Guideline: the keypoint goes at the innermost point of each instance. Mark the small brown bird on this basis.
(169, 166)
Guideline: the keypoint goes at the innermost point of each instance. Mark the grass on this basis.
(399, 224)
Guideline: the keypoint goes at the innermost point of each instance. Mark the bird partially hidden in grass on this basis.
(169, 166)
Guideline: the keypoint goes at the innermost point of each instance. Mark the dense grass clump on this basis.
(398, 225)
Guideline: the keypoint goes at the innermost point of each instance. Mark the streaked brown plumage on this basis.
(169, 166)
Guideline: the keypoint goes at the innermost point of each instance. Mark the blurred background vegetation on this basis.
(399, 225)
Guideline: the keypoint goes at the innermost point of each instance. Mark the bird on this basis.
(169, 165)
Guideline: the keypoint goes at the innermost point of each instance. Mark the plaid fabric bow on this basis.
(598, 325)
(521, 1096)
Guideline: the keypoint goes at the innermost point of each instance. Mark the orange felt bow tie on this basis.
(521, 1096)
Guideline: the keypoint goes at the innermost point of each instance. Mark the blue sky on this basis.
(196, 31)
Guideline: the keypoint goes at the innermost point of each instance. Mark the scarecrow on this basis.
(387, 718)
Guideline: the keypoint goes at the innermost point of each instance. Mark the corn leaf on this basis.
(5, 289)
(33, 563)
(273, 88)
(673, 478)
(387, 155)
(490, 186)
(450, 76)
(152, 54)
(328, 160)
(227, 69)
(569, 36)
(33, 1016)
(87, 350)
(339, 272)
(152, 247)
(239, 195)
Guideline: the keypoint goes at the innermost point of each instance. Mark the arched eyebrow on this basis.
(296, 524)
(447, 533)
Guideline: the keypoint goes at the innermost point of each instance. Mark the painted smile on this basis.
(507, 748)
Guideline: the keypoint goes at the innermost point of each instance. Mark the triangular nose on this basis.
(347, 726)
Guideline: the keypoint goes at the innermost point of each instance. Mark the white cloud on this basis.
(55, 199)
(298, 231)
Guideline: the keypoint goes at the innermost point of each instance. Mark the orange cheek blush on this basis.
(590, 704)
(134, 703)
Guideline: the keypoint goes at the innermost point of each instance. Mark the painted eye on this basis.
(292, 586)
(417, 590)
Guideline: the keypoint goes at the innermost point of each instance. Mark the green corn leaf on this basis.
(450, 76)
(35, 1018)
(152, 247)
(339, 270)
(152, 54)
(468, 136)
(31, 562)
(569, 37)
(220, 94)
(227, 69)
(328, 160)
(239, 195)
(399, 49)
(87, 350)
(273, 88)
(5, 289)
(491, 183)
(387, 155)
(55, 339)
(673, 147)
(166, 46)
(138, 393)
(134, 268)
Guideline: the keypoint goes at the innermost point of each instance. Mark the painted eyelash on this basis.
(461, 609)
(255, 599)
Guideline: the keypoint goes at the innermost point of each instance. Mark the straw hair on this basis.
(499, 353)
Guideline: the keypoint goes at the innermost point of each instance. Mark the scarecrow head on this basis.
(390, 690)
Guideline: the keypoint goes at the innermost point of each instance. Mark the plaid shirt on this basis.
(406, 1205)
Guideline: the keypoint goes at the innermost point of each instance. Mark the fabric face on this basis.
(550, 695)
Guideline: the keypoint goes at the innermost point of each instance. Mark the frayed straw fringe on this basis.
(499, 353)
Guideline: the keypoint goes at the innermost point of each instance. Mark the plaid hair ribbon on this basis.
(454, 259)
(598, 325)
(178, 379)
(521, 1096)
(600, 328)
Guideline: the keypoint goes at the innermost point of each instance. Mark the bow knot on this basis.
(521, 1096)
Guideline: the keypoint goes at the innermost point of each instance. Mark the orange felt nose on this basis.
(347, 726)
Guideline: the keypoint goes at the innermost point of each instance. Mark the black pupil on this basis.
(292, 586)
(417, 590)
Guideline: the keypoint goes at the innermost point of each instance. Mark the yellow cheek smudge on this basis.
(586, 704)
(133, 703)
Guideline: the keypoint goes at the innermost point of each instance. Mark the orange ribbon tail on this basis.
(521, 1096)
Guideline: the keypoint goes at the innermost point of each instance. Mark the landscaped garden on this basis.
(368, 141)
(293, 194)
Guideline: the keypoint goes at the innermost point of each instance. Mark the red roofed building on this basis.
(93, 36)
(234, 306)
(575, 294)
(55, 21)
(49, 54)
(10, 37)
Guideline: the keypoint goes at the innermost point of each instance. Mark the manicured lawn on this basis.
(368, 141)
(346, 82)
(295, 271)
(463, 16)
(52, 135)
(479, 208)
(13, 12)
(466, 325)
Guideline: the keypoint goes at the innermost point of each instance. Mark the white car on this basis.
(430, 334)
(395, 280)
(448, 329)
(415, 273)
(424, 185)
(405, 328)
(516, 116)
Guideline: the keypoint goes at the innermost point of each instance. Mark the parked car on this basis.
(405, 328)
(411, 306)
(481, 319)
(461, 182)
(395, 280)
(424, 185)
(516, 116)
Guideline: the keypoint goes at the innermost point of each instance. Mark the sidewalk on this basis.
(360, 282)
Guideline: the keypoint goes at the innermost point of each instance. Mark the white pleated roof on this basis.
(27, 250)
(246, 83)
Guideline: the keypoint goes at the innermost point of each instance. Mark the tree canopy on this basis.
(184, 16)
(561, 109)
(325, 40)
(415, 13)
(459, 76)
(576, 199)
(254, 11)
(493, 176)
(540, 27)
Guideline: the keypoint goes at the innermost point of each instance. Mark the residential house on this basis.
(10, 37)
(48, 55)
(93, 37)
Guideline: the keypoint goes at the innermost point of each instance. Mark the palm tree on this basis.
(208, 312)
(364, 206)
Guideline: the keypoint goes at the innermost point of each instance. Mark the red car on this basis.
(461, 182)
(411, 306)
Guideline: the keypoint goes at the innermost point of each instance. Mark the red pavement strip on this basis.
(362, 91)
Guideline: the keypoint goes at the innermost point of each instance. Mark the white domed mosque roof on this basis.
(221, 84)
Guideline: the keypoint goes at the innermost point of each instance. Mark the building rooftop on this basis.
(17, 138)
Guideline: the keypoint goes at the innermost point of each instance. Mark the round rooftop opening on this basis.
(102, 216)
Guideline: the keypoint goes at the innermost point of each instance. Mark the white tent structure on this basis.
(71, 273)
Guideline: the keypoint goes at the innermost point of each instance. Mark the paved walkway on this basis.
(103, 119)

--- DESCRIPTION OF THE TASK ---
Begin with the line that contains "mosque roof on this basis." and set down each line exactly until the records above end, including the final line.

--- ANSWER TO THIS EXERCISE ---
Guideline: the keypoint goes at the innermost point of each instance. Mark the white domed mosque roof on this basis.
(221, 84)
Guideline: the keypoint goes at the innermost point of each instance. Mark the building rooftop on this basis.
(17, 138)
Guideline: the keypoint goes at the innermost point of each instance. Mark the round rooftop opening on this basis.
(102, 216)
Guideline: the keypoint goes at the innermost point of each instance. Mark the white tent structure on this basis.
(71, 273)
Guideline: the keypoint goes at the innermost point of each instance. Mark the paved walkway on this basis.
(103, 119)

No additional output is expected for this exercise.